Sebelum terlalu jauh membahas, kita bertanya dulu: Apa itu pulsa? Apakah pulsa itu produk atau jasa? Pulsa secara kasat mata tidak dapat dilihat, karena bukan produk kasat mata, atau istilah pemasarannya produk intangible. Pulsa lebih tepat digolongkan sebagai jasa. Jika didefinisikan, maka pulsa berarti "Nilai tukar yang dimiliki oleh konsumen untuk dapat menggunakan jasa telekomunikasi, seperti jasa telepon, SMS, maupun data." Nilai tukar awalnya berbentuk uang lalu dibelikan voucher dan terwujudlah Pulsa dalam nominal setara dengan uang.
Pulsa berlaku pada layanan prabayar. Untuk pascabayar namanya bukan lagi pulsa, tetapi pembayaran atas tarif telekomunikasi yang digunakan. Karena pulsa umumnya berlaku untuk pra-bayar, maka mayoritas korban dari pencurian pulsa adalah konsumen prabayar. Untuk konsumen pascabayar jarang ditemukan pulsanya disedot. Mungkin ada dalam bentuk lain, tetapi yang marak terjadi adalah pada konsumen prabayar.

----------------------------------------

PETUNJUK: Lanjutkan uraian tentang pulsa di atas, mulai sesudah kalimat terakhirnya.

CUPLIKAN DATA:
----------------------------------------

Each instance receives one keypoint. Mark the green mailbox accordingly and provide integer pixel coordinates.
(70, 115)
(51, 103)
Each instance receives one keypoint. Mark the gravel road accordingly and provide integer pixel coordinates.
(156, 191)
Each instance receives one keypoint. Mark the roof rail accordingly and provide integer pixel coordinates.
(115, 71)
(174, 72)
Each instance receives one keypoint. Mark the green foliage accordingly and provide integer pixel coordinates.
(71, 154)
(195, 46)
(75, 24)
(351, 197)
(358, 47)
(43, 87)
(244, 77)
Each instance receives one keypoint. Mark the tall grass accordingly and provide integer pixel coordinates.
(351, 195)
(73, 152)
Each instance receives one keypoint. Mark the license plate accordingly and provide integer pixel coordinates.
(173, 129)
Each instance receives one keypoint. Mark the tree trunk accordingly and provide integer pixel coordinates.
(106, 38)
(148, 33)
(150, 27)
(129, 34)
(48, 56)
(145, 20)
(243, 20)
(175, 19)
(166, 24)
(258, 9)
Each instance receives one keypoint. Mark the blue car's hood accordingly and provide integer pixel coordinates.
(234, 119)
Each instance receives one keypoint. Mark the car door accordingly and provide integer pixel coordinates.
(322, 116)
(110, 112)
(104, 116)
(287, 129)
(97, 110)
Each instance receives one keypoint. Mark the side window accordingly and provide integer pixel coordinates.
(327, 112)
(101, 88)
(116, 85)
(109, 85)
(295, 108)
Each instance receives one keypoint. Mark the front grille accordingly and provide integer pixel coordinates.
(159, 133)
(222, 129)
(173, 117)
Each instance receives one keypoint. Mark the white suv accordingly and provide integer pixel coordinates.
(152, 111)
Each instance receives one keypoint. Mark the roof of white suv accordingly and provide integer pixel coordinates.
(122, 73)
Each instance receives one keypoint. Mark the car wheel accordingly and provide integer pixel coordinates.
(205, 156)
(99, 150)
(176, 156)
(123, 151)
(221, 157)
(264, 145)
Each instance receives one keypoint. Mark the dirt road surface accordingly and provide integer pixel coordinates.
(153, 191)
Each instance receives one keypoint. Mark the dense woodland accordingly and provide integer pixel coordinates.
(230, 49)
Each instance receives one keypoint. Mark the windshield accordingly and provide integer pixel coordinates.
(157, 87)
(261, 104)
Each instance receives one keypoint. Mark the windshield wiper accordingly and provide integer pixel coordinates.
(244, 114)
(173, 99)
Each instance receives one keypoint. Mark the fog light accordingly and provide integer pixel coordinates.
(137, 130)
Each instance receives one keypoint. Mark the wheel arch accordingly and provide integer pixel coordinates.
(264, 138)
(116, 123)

----------------------------------------

JAWABAN TUGAS:
Nah, karena pulsa itu sifatnya abstrak, maka keberadaannya sudah terkonversi menjadi wujud ide. Di sinilah masalah terjadi. Ketika suatu keberadaan telah menjadi abstrak maka kemungkinan kejahatan akan semakin besar. Dan umumnya kejahatannya tidak dapat dilihat tetapi dampaknya nyata. Contoh kejahatan yang setara dengan ini dapat dijumpai pada nilai uang yang diabstrakkan dalam bentuk lain, misalnya saham, produk derivatif, software komputer, dan lainnya. Saham dan produk derivatif awalnya produk tetapi sifatnya abstrak sehingga permainan tidak lagi melibatkan fisik melainkan kejahatan otak. Siapa yang paling pintar maka akan mendominasi lawan.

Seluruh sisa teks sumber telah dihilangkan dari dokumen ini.